§ WHAT YOU SHOULD DO: The records below need to be copied in full. Match them exactly.

Collected data entries:
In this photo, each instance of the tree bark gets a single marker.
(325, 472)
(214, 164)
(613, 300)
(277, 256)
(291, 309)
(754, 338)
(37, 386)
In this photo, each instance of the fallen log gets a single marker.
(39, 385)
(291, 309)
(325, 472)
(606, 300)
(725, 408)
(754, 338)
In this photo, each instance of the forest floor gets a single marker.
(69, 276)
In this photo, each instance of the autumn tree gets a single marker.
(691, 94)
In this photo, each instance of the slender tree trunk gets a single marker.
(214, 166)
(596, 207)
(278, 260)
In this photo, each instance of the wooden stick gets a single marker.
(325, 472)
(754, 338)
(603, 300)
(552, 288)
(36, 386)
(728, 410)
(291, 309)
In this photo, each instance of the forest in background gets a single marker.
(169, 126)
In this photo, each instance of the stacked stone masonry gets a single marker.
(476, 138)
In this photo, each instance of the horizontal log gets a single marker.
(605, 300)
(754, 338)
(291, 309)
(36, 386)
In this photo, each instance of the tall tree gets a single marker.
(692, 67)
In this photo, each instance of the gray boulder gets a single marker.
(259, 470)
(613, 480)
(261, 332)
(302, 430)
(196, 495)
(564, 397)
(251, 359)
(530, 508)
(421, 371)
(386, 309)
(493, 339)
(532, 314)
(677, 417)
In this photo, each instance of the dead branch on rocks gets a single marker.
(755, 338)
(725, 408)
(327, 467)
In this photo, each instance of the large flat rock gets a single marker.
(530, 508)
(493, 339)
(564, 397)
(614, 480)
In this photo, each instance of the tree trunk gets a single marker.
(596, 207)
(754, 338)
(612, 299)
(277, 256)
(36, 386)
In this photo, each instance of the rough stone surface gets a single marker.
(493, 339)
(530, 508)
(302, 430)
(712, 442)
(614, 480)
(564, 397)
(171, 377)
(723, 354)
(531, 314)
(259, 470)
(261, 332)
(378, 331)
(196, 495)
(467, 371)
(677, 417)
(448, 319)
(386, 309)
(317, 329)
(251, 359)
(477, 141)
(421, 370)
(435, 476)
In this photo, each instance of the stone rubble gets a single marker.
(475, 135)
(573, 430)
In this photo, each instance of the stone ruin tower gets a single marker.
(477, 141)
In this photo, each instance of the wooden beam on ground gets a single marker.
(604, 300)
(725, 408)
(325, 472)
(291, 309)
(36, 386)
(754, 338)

§ TASK OUTPUT:
In this photo, each instance of the tree bark gets a single marker.
(325, 472)
(214, 164)
(613, 300)
(277, 256)
(291, 309)
(754, 338)
(37, 386)
In this photo, each instance of the fallen log gets a single marker.
(39, 385)
(291, 309)
(325, 472)
(606, 300)
(725, 408)
(754, 338)
In this photo, each instance of the forest floor gets a single marker.
(69, 276)
In this photo, each instance of the autumn tree gets a single marker.
(691, 94)
In this photo, each instance of the slender tree trunk gets a single marker.
(214, 166)
(596, 207)
(278, 260)
In this photo, each instance of the wooden stick gets a single marker.
(325, 472)
(754, 338)
(603, 300)
(552, 288)
(36, 386)
(728, 410)
(291, 309)
In this photo, each instance of the forest in background gets a single marker.
(169, 126)
In this photo, each instance of the stacked stone masonry gets a single marker.
(476, 138)
In this photo, each instance of the horizontal log gets a single marker.
(605, 300)
(754, 338)
(291, 309)
(36, 386)
In this photo, each instance of the tall tree gets a single marker.
(692, 67)
In this photo, each instance of the gray boulder gets a single marker.
(259, 470)
(613, 480)
(261, 332)
(302, 430)
(196, 495)
(564, 397)
(251, 359)
(530, 508)
(421, 371)
(386, 309)
(493, 339)
(532, 314)
(677, 417)
In this photo, each instance of the dead branch on rocks gets a single marker.
(755, 338)
(725, 408)
(327, 467)
In this photo, each instance of the large flat rock gets a single marker.
(530, 508)
(493, 339)
(564, 397)
(614, 480)
In this photo, each instance of the tree trunk gets a single marker.
(596, 207)
(754, 338)
(612, 299)
(277, 256)
(36, 386)
In this photo, each instance of the rough stone surface gets a single marker.
(493, 339)
(530, 508)
(302, 430)
(712, 442)
(614, 480)
(564, 397)
(171, 377)
(723, 354)
(531, 314)
(259, 470)
(261, 332)
(378, 331)
(196, 495)
(467, 371)
(677, 417)
(448, 319)
(386, 309)
(317, 329)
(251, 359)
(477, 141)
(421, 370)
(435, 476)
In this photo, each instance of the stone rubble gets a single marker.
(475, 135)
(573, 430)
In this photo, each instance of the stone ruin tower gets a single marker.
(477, 141)
In this photo, each instance of the wooden beam on ground gets a single marker.
(604, 300)
(725, 408)
(325, 472)
(291, 309)
(36, 386)
(754, 338)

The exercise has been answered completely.